Goal:
All lines below must be repeated exactly, with the pictures omitted.

[Photo object pointing records]
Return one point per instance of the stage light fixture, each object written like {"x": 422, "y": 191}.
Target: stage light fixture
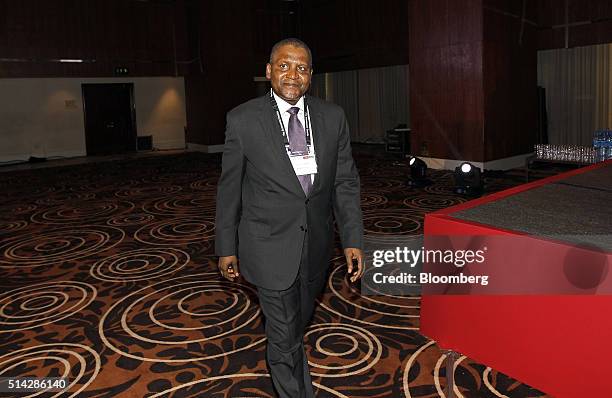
{"x": 418, "y": 173}
{"x": 468, "y": 180}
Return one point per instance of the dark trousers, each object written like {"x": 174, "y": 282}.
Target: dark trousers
{"x": 287, "y": 313}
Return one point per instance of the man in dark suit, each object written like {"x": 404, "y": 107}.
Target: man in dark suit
{"x": 287, "y": 168}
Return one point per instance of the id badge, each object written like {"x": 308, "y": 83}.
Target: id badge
{"x": 304, "y": 164}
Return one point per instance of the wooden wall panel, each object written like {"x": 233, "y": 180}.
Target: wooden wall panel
{"x": 510, "y": 81}
{"x": 446, "y": 92}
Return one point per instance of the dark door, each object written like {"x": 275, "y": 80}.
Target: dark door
{"x": 109, "y": 118}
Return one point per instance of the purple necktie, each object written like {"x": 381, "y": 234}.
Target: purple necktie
{"x": 297, "y": 143}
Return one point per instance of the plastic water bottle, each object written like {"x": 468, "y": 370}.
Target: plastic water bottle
{"x": 597, "y": 144}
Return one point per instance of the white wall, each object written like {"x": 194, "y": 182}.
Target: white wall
{"x": 44, "y": 117}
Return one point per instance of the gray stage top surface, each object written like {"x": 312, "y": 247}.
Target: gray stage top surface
{"x": 577, "y": 209}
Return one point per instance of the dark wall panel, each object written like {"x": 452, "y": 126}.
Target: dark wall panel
{"x": 590, "y": 22}
{"x": 446, "y": 99}
{"x": 354, "y": 34}
{"x": 510, "y": 81}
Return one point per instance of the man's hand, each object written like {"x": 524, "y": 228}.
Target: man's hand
{"x": 228, "y": 266}
{"x": 351, "y": 254}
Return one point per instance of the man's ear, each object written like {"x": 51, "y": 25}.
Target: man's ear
{"x": 268, "y": 71}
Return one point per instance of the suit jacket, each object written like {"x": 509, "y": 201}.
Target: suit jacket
{"x": 262, "y": 212}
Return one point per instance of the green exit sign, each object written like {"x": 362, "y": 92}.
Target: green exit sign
{"x": 121, "y": 71}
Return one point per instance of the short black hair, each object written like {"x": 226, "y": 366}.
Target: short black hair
{"x": 295, "y": 43}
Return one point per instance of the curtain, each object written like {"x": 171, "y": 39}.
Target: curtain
{"x": 375, "y": 100}
{"x": 578, "y": 92}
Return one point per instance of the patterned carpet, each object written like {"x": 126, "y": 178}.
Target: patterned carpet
{"x": 106, "y": 277}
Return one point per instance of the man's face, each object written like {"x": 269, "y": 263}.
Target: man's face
{"x": 289, "y": 72}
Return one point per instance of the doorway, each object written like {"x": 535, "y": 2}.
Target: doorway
{"x": 110, "y": 120}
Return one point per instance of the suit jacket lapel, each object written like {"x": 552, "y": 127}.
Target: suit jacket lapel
{"x": 269, "y": 123}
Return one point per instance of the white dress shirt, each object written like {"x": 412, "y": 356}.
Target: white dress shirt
{"x": 283, "y": 107}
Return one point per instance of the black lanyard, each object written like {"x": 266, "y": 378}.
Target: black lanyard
{"x": 282, "y": 126}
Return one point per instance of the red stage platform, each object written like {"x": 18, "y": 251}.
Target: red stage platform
{"x": 560, "y": 344}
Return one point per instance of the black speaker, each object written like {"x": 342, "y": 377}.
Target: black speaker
{"x": 144, "y": 143}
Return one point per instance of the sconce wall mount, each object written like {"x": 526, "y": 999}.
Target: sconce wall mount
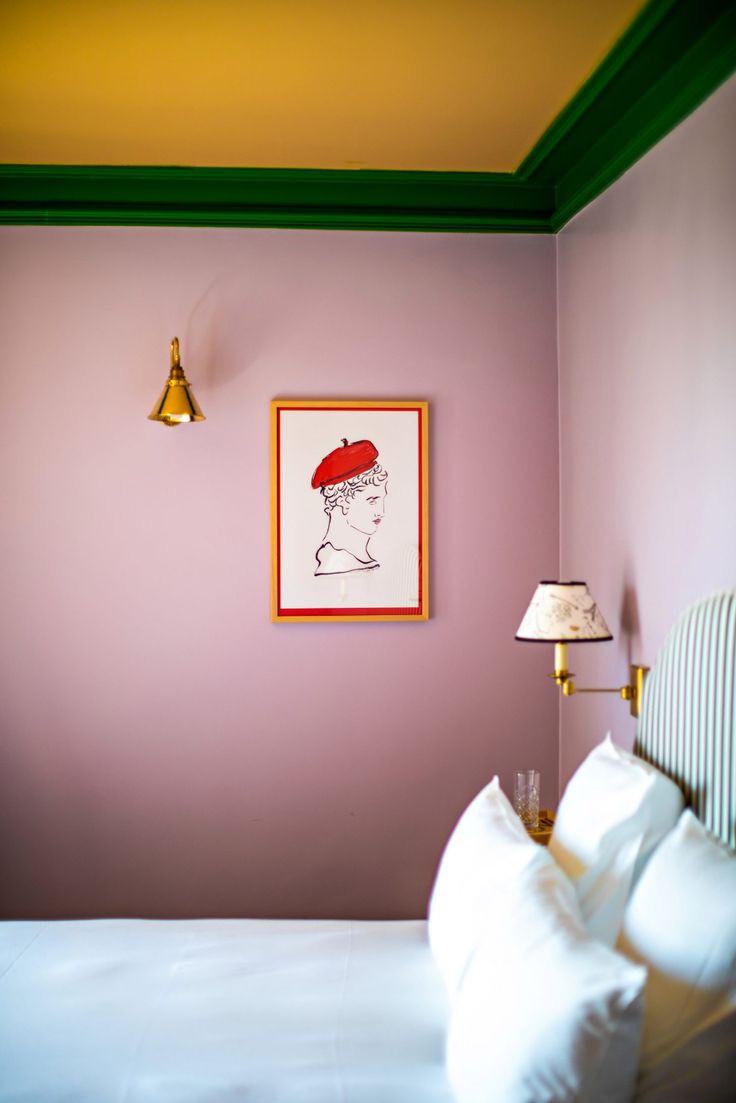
{"x": 177, "y": 405}
{"x": 565, "y": 612}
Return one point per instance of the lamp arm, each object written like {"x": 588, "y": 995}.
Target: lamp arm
{"x": 631, "y": 692}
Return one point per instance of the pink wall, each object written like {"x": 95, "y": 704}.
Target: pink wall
{"x": 166, "y": 749}
{"x": 647, "y": 308}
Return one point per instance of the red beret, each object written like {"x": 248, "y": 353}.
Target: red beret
{"x": 345, "y": 462}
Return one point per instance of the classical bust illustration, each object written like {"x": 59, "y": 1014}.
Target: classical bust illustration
{"x": 353, "y": 486}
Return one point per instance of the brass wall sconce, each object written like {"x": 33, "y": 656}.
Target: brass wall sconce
{"x": 177, "y": 404}
{"x": 565, "y": 612}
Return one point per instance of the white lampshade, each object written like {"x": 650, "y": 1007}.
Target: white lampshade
{"x": 563, "y": 612}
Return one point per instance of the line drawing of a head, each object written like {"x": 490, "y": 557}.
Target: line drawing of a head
{"x": 353, "y": 486}
{"x": 361, "y": 499}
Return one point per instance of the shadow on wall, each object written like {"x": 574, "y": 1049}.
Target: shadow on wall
{"x": 629, "y": 621}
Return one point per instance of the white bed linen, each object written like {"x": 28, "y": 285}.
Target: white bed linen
{"x": 213, "y": 1010}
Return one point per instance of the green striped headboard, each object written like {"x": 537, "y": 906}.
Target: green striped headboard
{"x": 688, "y": 724}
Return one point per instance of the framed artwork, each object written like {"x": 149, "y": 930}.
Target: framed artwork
{"x": 349, "y": 510}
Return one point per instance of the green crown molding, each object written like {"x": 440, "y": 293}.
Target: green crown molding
{"x": 673, "y": 55}
{"x": 318, "y": 199}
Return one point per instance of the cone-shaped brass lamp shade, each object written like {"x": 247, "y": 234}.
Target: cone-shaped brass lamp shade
{"x": 177, "y": 404}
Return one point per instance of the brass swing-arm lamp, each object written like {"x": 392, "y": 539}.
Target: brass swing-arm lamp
{"x": 565, "y": 612}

Response for this exercise:
Return one point per instance of the stage light fixture, each object written like {"x": 422, "y": 191}.
Target: stage light fixture
{"x": 418, "y": 173}
{"x": 468, "y": 180}
Return one point per instance of the dark trousers, each object written like {"x": 174, "y": 282}.
Target: dark trousers
{"x": 287, "y": 313}
Return one point per instance of the man in dark suit, each object written like {"x": 404, "y": 107}.
Target: man in dark suit
{"x": 287, "y": 168}
Return one point per instance of the id badge, each object written like {"x": 308, "y": 83}.
Target: id badge
{"x": 304, "y": 164}
Return one point per instance of the wooden wall panel, each object written like {"x": 233, "y": 180}.
Target: wooden wall panel
{"x": 510, "y": 81}
{"x": 446, "y": 92}
Return one point per instance of the dark door, each object written like {"x": 275, "y": 80}.
Target: dark door
{"x": 109, "y": 118}
Return one point per instance of the purple necktie, each object written like {"x": 381, "y": 234}.
Target: purple necktie
{"x": 297, "y": 143}
Return one point per instance of the plastic water bottle, each object written like {"x": 468, "y": 370}.
Target: plastic water bottle
{"x": 597, "y": 144}
Return one point per instance of the white wall, each object written like {"x": 194, "y": 182}.
Target: white wall
{"x": 44, "y": 117}
Return one point per instance of the gray stage top surface, each object written like {"x": 312, "y": 247}.
Target: gray stage top surface
{"x": 577, "y": 209}
Return one point per instance of the dark wall panel, each object written like {"x": 452, "y": 126}.
Target: dark wall panel
{"x": 590, "y": 22}
{"x": 446, "y": 99}
{"x": 354, "y": 34}
{"x": 510, "y": 81}
Return one point per instance of the man's hand, each object written like {"x": 524, "y": 228}.
Target: man's hand
{"x": 228, "y": 266}
{"x": 351, "y": 254}
Return one point per instance of the man's ear, each object written like {"x": 51, "y": 25}.
Target: man's ear
{"x": 268, "y": 71}
Return one point per instance of the suit jacket, each object written like {"x": 509, "y": 201}.
Target: suit jacket
{"x": 262, "y": 212}
Return one point per instance of the green exit sign, each object written like {"x": 362, "y": 92}.
Target: green exit sign
{"x": 121, "y": 71}
Return one point per instance of the short black hair, each object written like {"x": 226, "y": 366}.
Target: short black hair
{"x": 295, "y": 43}
Return one point per instance of the curtain, each object written like {"x": 171, "y": 39}.
Target: curtain
{"x": 375, "y": 100}
{"x": 578, "y": 92}
Return one point per instance of the patterned carpet, each object written like {"x": 126, "y": 178}.
Target: patterned carpet
{"x": 106, "y": 277}
Return one point per instance of the man's face, each object written like {"x": 269, "y": 263}.
Target: man's face
{"x": 289, "y": 72}
Return one point per instance of the doorway, each object written like {"x": 535, "y": 2}.
Target: doorway
{"x": 110, "y": 120}
Return one point per instance of the suit jacket lapel, each object written like {"x": 552, "y": 127}.
Target: suit jacket lapel
{"x": 269, "y": 123}
Return one point per instance of the white dress shirt, each object written like {"x": 412, "y": 356}.
Target: white dress shirt
{"x": 283, "y": 107}
Return one point per instance of the black lanyard, each object written like {"x": 266, "y": 378}.
Target: black lanyard
{"x": 282, "y": 126}
Return one point per instance of the red stage platform, each object written like {"x": 18, "y": 251}.
Target: red stage platform
{"x": 560, "y": 344}
Return one point per instance of the black speaker, each object written like {"x": 342, "y": 377}.
Target: black speaker
{"x": 144, "y": 143}
Return one point per instance of the sconce wall mount, each object written like {"x": 526, "y": 999}.
Target: sconce wall mount
{"x": 177, "y": 405}
{"x": 565, "y": 612}
Return one point per instance of the lamp arm, each object written like {"x": 588, "y": 995}.
Target: lamp arm
{"x": 631, "y": 692}
Return one point per instance of the pink wall, each object written like {"x": 95, "y": 704}.
Target: pink wall
{"x": 166, "y": 749}
{"x": 647, "y": 308}
Return one point per instance of the red beret, each object written like {"x": 248, "y": 353}.
Target: red beret
{"x": 345, "y": 462}
Return one point per instance of the classical bust illustration, each object written like {"x": 59, "y": 1014}.
Target: classical bust illustration
{"x": 353, "y": 486}
Return one point per instance of the brass wall sconce, each object written like {"x": 33, "y": 656}.
Target: brass wall sconce
{"x": 177, "y": 404}
{"x": 565, "y": 612}
Return one point per instance of the white lampshade, each object written like {"x": 650, "y": 1007}.
Target: white lampshade
{"x": 563, "y": 612}
Return one point per instance of the line drawing of a head, each object written like {"x": 490, "y": 557}.
Target: line drawing of a head
{"x": 353, "y": 486}
{"x": 361, "y": 499}
Return one point per instance of the shadow on wall, each object written like {"x": 574, "y": 1049}.
Target: shadow on wall
{"x": 629, "y": 621}
Return one point per instance of the white bed linen, each object written like {"x": 28, "y": 285}.
Target: white bed linen
{"x": 213, "y": 1010}
Return one point per instance of the green striped headboard, each object written like {"x": 537, "y": 906}.
Target: green striped headboard
{"x": 688, "y": 724}
Return one point per instance of the framed artwork, each object written like {"x": 149, "y": 930}.
Target: framed artwork
{"x": 349, "y": 510}
Return one point per instance of the green crown molding, each object written like {"x": 440, "y": 293}.
Target: green crown molding
{"x": 673, "y": 55}
{"x": 318, "y": 199}
Return one point per instance of the cone-shaped brass lamp shade, each object written like {"x": 247, "y": 234}.
Target: cone-shaped brass lamp shade
{"x": 177, "y": 404}
Return one point per instance of the brass swing-arm lamp, each object written like {"x": 392, "y": 539}.
Target: brass swing-arm lamp
{"x": 565, "y": 612}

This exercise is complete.